• Quoted passage
The shift is already visible in transaction patterns: 3-bedroom entire-unit deals in key cities rose 15% quarter over quarter in the first half of 2026[1]China Urban Housing Rental Think Tank and Ziroom Research Institute, “2026 H1 Long-Term Rental Market Semi-Annual Report,” NetEase News, 163.com. That increase suggests that family-compatible or privacy-led demand is not confined to traditional apartment rentals, but is also feeding into the product logic of managed co-living. Shared room supply faces the greatest pressure from subsidized affordable rental housing, as public units directly compete on price in the lowest tier. Private room products sit in a more defensible middle position because they balance affordability, convenience, and personal control better than either open dorm-style formats or higher-priced private units. Operators are responding by adding smart access, app-based services, and more consistent maintenance standards to private rooms and entire-unit products, which helps defend occupancy and reduce churn even when broader rents are soft.

By Business Model: Asset-Light Management Agreements Displace Asset-Heavy Structures
Asset-light master lease / lease arbitrage held a 46% share in 2025, indicating it remained the largest business model in the China co-living market even as its risk profile worsened. That model expanded quickly in earlier years because operators could scale without buying assets, but it also left them exposed when market rents stopped rising. The weakness became clearer in 2025, as rent deflation compressed margins while lease commitments remained fixed, limiting operators' earnings flexibility with large leased portfolios. In contrast, the asset-light management agreement is projected to grow at a 16.90% CAGR through 2031, making it the fastest-moving model in the market. That growth reflects a wider operator shift toward fee income and away from direct rent-cycle exposure.
The economics of the model are attractive because operators can earn 20% to 30% of rental revenue as a management fee while avoiding the balance-sheet burden of long-term lease liabilities. Mofang’s joint venture with Shanghai Huayi Holdings Group Co. Ltd. showed how this approach works in practice, with the state entity holding the asset and the private company handling operations. This split between public ownership and private management is important because affordable rental housing expansion is both a competitive threat at the low end and a direct source of management contracts. Asset-heavy own-develop-operate structures are also drawing renewed interest, but mainly through institutional partnerships such as the Invesco Real Estate and Ziroom platform rather than through standalone operator expansion. Even so, 3- to 5-year contract terms create continuity risk, suggesting the China co-living market is likely to reward operators with stronger long-cycle performance records over those relying solely on rapid footprint growth.

• Given instruction
Write out everything from "By Business Model: Asset-Light" down to "direct rent-cycle exposure." in the co-living market passage, replacing "rent deflation" with "falling rents". The lines after this passage are separate material.

• Data
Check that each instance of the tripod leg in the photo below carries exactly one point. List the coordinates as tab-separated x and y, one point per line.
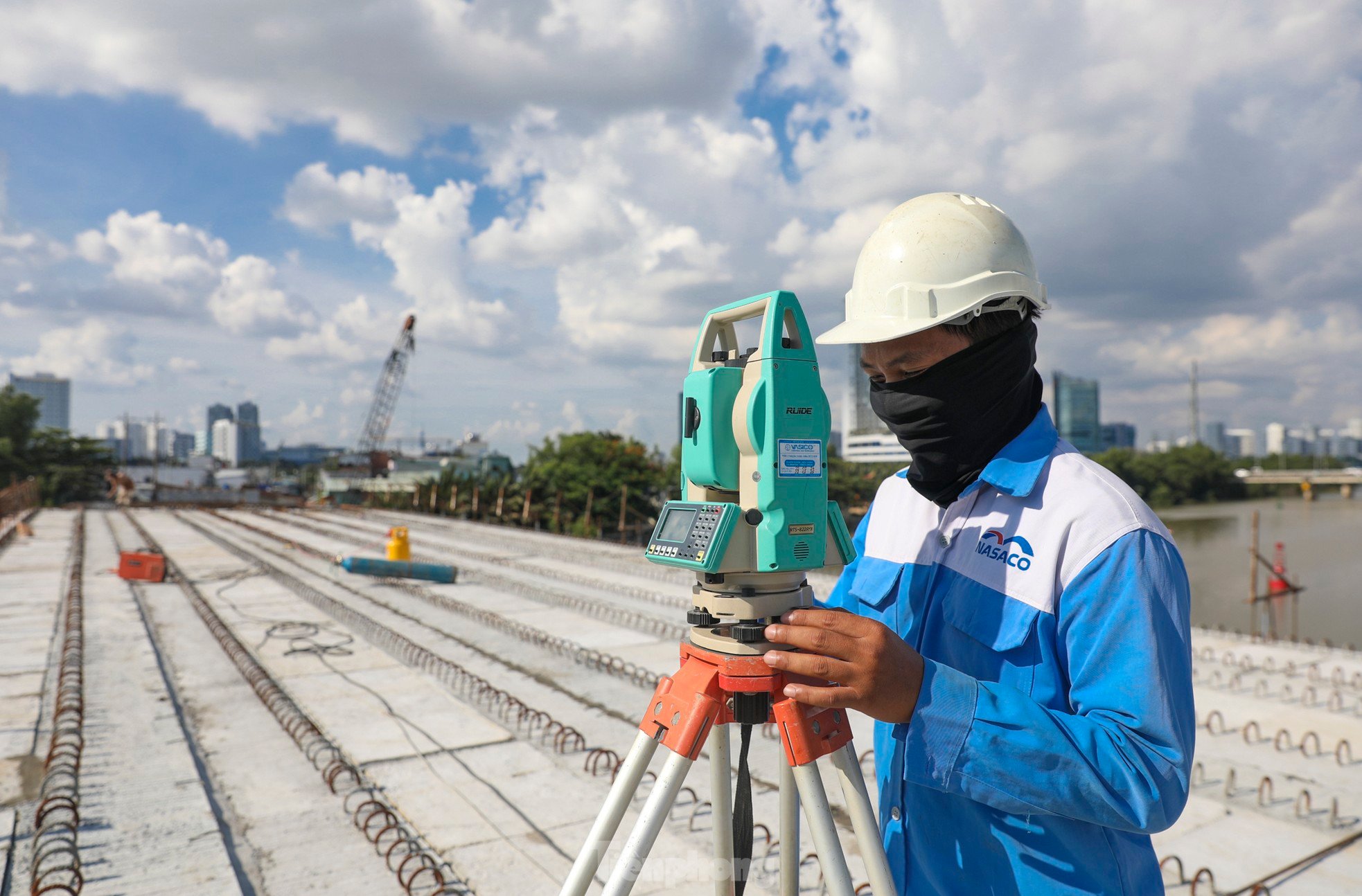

• Answer to this problem
By Business Model: Asset-Light Management Agreements Displace Asset-Heavy Structures
Asset-light master lease / lease arbitrage held a 46% share in 2025, indicating it remained the largest business model in the China co-living market even as its risk profile worsened. That model expanded quickly in earlier years because operators could scale without buying assets, but it also left them exposed when market rents stopped rising. The weakness became clearer in 2025, as falling rents compressed margins while lease commitments remained fixed, limiting operators' earnings flexibility with large leased portfolios. In contrast, the asset-light management agreement is projected to grow at a 16.90% CAGR through 2031, making it the fastest-moving model in the market. That growth reflects a wider operator shift toward fee income and away from direct rent-cycle exposure.